:: Texte extrait ::

A l'intérieur : la salle des rois, un trône de deux sièges, cadeau de l'Angola, exposé et encadré par deux cornes géantes, les représentations sculpturales des figures noires et afro-américaines.
Couru malgré tout
Ce monument fait partie de ce que d'aucuns ont appelé les "sept merveilles de Wade", faisant référence aux nombreux chantiers futuristes de l'ex-président, là où d'autres riaient sous cape en parlant d"'éléphants blancs de Wade". Mais après les chaudes empoignades verbales, les débats houleux sur l'opportunité ou non d'une telle construction, le monument de la Renaissance africaine s'impose non seulement comme la carte postale de Dakar, mais semble être adopté par ceux qui naguère s'opposaient à son érection.
"Je suis content d'être là avec mes filles pour profiter des derniers jours de vacances. D'autres lieux comme celui-ci devraient voir le jour un peu partout dans le pays", déclare Maguèye Fall dont les trois gamines exhortaient, en vain, leur maman à gravir les 158 marches pour rejoindre le monument. Plutôt sceptique au début du projet, il adhère au fait que cette construction a fait connaître sa localité au Sénégal et au monde entier.
Ces statues de Ouakam s'imposent comme un des endroits incontournables de Dakar. On s'y tient la main en amoureux, on y vient en famille ou, le plus fréquemment, on y vient en simple curieux pour pouvoir y admirer ce qui était naguère honni. Il faut dégainer 1000 F CFA pour une visite simple, c'est-à-dire au troisième étage ; et 3 000 Fcfa pour un tour complet qui suppose d'aller au quinzième, dans la tête de la sculpture mâle.

:: Données ci-dessous ::
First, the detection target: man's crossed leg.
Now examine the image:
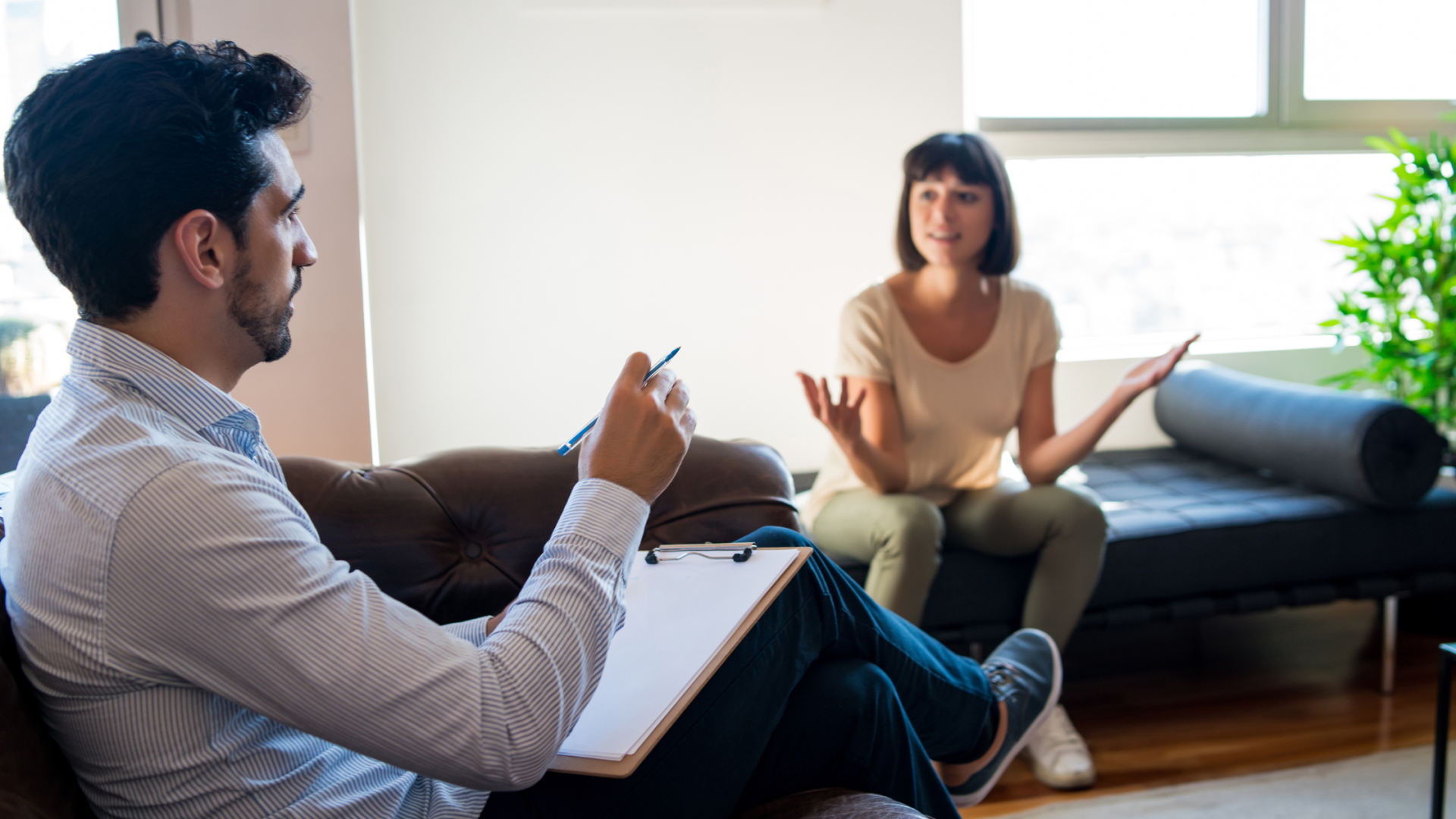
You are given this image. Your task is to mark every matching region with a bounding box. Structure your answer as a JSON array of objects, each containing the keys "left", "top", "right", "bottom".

:: À faire ::
Recopiez fidèlement le passage du texte sur le monument de la Renaissance africaine qui s'ouvre sur les mots contenant « Ces statues de » et se termine par « la sculpture mâle. ».

:: Réponse ::
Ces statues de Ouakam s'imposent comme un des endroits incontournables de Dakar. On s'y tient la main en amoureux, on y vient en famille ou, le plus fréquemment, on y vient en simple curieux pour pouvoir y admirer ce qui était naguère honni. Il faut dégainer 1000 F CFA pour une visite simple, c'est-à-dire au troisième étage ; et 3 000 Fcfa pour un tour complet qui suppose d'aller au quinzième, dans la tête de la sculpture mâle.